━━━━━ EXCERPT
“The report links obesity with a series of health complications related to COVID-19. It found that increased bodyweight ‘is the second greatest predictor of hospitalization and a high risk of death for people suffering from COVID-19.’
“Only age ranks as a higher risk factor.
“The report also found that in countries with higher rates of obesity, the rates of COVID-19 tended to increase.”
Know any particular countries with those higher rates…? Hmm…? If you’re in the USA reading this, you’re in one. So get off your derriere and go exercise (but please wait until you finish this article).
We hear little about weight in public, however, because of the “woke” left’s disdain for “fat-shaming” as a sin far worse than public defecation, judging from conditions in liberal San Francisco.
That has resulted in a virtual revolution in female modeling in print and on television, with women ranging from the plump to the seriously obese appearing frequently, almost obsessively, in advertising.
That’s fine up to a point, but the point goes beyond diminishing returns when it begins to encourage an unhealthy, even dangerous, lifestyle.
Maybe it would have been better if you had a chubby friend worried about COVID, and instead of debating mask or no mask, or the shot versus ivermectin, you just said, “Let’s go for a run.”
One of the better initiatives of the Obama administration was when Michelle Obama tried to inspire healthy lunches in schools. She may have gone about it the wrong way, but the general idea was praiseworthy in a society where huge percentages of our youths are either sitting on those same derrieres playing computer games or glued to psychologically destructive social media, bags of Cheetos at ready.
━━━━━━━━━━
◆ **TASK DESCRIPTION**
Continue the opinion piece on obesity and COVID-19 from its last paragraph.
━━━━━ PROVIDED MATERIAL
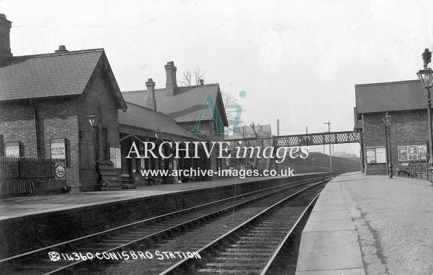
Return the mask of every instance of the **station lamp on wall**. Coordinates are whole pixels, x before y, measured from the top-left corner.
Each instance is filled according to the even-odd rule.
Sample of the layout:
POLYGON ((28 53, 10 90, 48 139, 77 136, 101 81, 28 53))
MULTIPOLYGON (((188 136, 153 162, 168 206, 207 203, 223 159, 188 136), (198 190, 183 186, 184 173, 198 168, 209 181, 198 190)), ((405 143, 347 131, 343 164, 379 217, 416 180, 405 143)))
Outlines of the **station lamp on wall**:
POLYGON ((155 137, 157 140, 161 140, 161 131, 159 131, 159 126, 158 126, 155 131, 155 137))
POLYGON ((90 126, 91 126, 92 127, 96 126, 96 116, 89 115, 86 116, 86 118, 89 120, 89 123, 90 123, 90 126))
POLYGON ((388 113, 388 110, 386 111, 386 113, 385 114, 385 116, 384 118, 382 118, 382 120, 384 120, 384 124, 385 124, 386 126, 386 140, 385 142, 386 143, 386 154, 387 154, 387 159, 388 159, 388 176, 390 178, 392 178, 392 164, 391 162, 391 142, 390 140, 390 126, 391 125, 391 120, 392 120, 392 116, 390 116, 389 113, 388 113))
POLYGON ((384 120, 384 123, 385 123, 385 125, 386 126, 389 127, 391 125, 391 120, 392 120, 392 116, 390 116, 390 114, 388 113, 388 111, 386 111, 386 113, 385 114, 385 116, 382 118, 382 119, 384 120))
POLYGON ((424 65, 424 69, 421 69, 417 73, 419 81, 423 84, 424 88, 427 90, 427 117, 428 120, 428 140, 429 140, 429 154, 430 155, 429 160, 429 166, 430 166, 430 182, 433 182, 433 128, 432 127, 432 99, 430 94, 430 88, 433 84, 433 70, 432 68, 428 68, 428 64, 432 62, 432 52, 428 49, 425 49, 421 55, 424 65))

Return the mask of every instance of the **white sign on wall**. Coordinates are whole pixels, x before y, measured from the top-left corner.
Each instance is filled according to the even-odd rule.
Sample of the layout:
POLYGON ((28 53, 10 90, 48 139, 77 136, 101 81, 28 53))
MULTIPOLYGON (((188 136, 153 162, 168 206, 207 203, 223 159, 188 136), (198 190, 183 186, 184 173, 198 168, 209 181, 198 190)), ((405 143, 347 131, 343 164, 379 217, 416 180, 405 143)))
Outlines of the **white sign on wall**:
POLYGON ((114 168, 122 168, 122 159, 120 148, 110 147, 110 160, 114 164, 114 168))
POLYGON ((5 156, 19 157, 19 142, 5 142, 5 156))
MULTIPOLYGON (((66 142, 65 138, 54 138, 49 140, 51 146, 51 157, 65 160, 66 162, 66 142)), ((66 163, 65 163, 66 165, 66 163)))

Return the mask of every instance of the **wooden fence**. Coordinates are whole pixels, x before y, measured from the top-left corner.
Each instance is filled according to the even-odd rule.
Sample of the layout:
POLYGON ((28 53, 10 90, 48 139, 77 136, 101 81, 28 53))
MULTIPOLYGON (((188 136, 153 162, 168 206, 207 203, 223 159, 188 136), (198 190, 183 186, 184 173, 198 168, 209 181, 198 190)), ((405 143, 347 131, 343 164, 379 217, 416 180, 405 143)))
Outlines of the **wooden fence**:
POLYGON ((46 157, 0 157, 0 198, 65 192, 66 175, 59 177, 54 170, 62 162, 46 157))

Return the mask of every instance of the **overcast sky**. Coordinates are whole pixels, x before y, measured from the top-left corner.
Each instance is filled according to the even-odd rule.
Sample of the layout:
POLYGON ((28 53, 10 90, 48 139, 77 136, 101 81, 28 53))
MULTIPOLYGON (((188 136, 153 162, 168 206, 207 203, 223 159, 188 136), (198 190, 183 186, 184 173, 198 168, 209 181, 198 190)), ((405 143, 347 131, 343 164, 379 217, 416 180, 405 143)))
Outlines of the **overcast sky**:
POLYGON ((149 78, 164 87, 167 61, 178 82, 200 67, 246 124, 275 133, 279 118, 283 135, 327 131, 328 120, 352 130, 355 85, 416 79, 433 48, 433 0, 0 0, 0 13, 14 56, 104 47, 122 91, 149 78))

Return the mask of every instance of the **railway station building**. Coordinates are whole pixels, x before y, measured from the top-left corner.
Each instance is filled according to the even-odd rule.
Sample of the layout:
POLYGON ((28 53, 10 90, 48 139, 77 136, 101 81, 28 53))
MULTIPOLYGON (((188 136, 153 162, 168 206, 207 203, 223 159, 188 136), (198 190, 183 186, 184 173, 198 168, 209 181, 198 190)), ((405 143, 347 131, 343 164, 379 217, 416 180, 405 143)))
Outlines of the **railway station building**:
MULTIPOLYGON (((104 49, 69 52, 62 45, 13 56, 10 28, 1 14, 0 156, 61 159, 67 186, 95 190, 95 164, 110 161, 110 151, 120 152, 118 111, 127 108, 104 49)), ((16 179, 14 185, 26 184, 16 179)))
POLYGON ((426 93, 419 80, 361 84, 355 90, 355 129, 362 133, 364 173, 387 174, 387 133, 382 119, 387 111, 392 116, 389 127, 392 166, 416 162, 419 169, 425 170, 431 152, 428 151, 426 93))
MULTIPOLYGON (((148 138, 150 138, 148 140, 151 140, 155 137, 155 130, 158 129, 162 131, 162 140, 167 141, 221 142, 225 140, 223 133, 216 133, 219 131, 219 129, 228 126, 219 85, 204 85, 203 82, 201 82, 199 85, 178 87, 176 79, 177 69, 174 62, 168 62, 164 65, 164 69, 166 75, 165 88, 155 89, 155 82, 152 78, 149 78, 146 82, 146 89, 122 93, 128 104, 134 106, 134 110, 140 110, 140 112, 148 114, 146 118, 144 117, 140 118, 141 120, 140 125, 131 125, 129 124, 128 121, 133 121, 133 120, 128 119, 126 117, 135 116, 131 113, 132 111, 128 111, 125 114, 120 113, 121 116, 120 140, 123 141, 126 137, 132 137, 129 142, 124 143, 125 149, 122 148, 124 154, 126 153, 126 149, 130 149, 132 141, 140 142, 148 140, 148 138), (210 104, 208 104, 209 102, 210 104), (125 118, 124 120, 123 117, 125 118), (168 125, 171 125, 171 127, 168 125), (133 131, 131 131, 130 128, 134 126, 135 129, 138 129, 137 126, 140 128, 140 135, 137 135, 137 133, 133 131), (196 128, 201 133, 190 133, 196 128)), ((121 144, 123 148, 124 142, 121 144)), ((171 164, 170 164, 171 166, 167 166, 169 169, 174 167, 190 166, 212 169, 214 171, 217 170, 219 168, 224 169, 226 168, 225 162, 216 157, 219 150, 217 145, 216 144, 210 157, 207 160, 205 160, 203 157, 201 157, 199 162, 191 159, 183 160, 181 163, 177 163, 177 160, 171 160, 168 162, 168 164, 165 165, 171 164)), ((201 155, 203 155, 204 152, 201 151, 201 155)), ((142 168, 146 167, 145 161, 142 161, 142 163, 137 166, 138 162, 137 160, 131 160, 132 167, 126 163, 122 170, 122 175, 129 174, 131 177, 137 177, 139 170, 137 168, 138 166, 142 168)), ((147 167, 158 166, 149 163, 147 167)), ((171 180, 170 179, 168 182, 171 180)))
━━━━━━━━━━
◆ **EXERCISE ANSWER**
What this has exacerbated is what we can only call our culture of maximum hypocrisy, especially from important political figures who use their positions to spout increasingly dubious medical advice, when they themselves are morbidly obese and living examples of exactly what not to do.
Talk about the culture of hypocrisy—what kind of message does Pritzker and others send to children about what their leaders should be as these politicians preach endlessly about health?
Okay, fat-shaming may be (again) a bit “mean-spirited.” But honesty is not. And lying and pretending something isn’t there is even more mean-spirited (to the public—and the individual ultimately) than fat-shaming.
Who do you think America’s youth should emulate—Pritzker or Pompeo?
And who do you think is least likely to get a severe case of COVID-19 in any of its variants, present or future?